→ **EXTRACTED MATERIAL**:
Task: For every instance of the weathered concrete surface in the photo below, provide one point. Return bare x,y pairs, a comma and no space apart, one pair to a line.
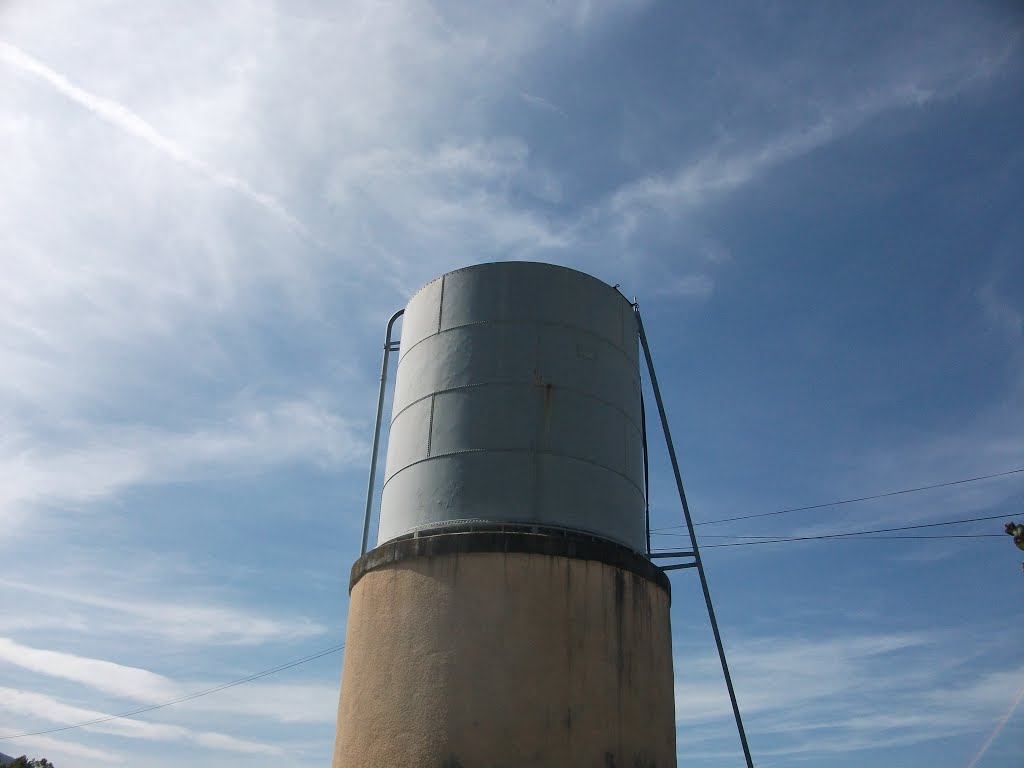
...
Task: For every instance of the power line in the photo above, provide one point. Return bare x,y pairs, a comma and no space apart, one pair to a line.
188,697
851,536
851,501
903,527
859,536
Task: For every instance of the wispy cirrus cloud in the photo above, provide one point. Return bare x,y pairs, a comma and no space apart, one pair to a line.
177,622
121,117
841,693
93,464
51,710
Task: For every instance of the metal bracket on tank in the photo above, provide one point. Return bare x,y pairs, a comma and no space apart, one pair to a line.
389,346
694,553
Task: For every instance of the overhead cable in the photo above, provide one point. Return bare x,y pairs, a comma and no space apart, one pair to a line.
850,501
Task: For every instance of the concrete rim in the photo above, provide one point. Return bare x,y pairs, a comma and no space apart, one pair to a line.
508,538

→ **GIVEN INSTRUCTION**: Pull out and copy each line of the records above that contains the word "photo".

→ **THE ANSWER**:
Task: For every instance of the weathered concrete surface in the photo below, provide one point. Return bare x,y pairs, a comma and no space apart, one pair to a line.
Task: For every instance of the power line in the photo above, provide one point. Return bare x,y pairs, a comma and no space apart, one pair to a line.
Task: For every instance of the wispy cirrus cloud in the photo above, provide one point. Return bare x,y pairs, a comma and no space apart, one pair to a line.
Task: For every instance of the metal bracket on tank in the photo above, provide one point. Return bare x,y pairs, a comma and no space apart, one pair to a line.
Task: For every instance of the overhead cable in the photo above, provide one point. Return bare x,y pairs, a comma and no space apart, one pair to a line.
Task: For every instance of the concrete rim in the photo above, provide one point. Return bare x,y pairs, a comma and no space apart, one pair to a line.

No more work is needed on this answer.